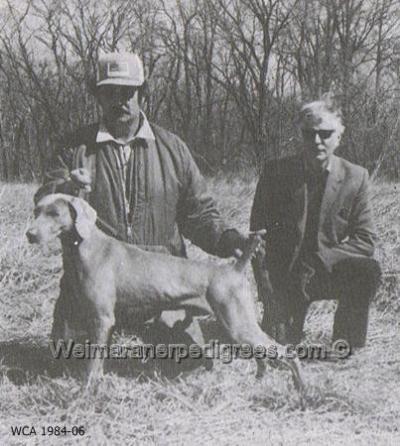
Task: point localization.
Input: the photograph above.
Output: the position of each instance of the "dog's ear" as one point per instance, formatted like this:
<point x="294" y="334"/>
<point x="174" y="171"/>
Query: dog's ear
<point x="85" y="216"/>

§ Work instructions:
Apart from the images, retype the full material exactly as written.

§ Problem solution:
Task: point localization.
Input: the photograph above.
Output: the position of each instance of the "dog's ear" as one point per instance, formatted like this:
<point x="294" y="334"/>
<point x="174" y="171"/>
Query: dog's ear
<point x="85" y="216"/>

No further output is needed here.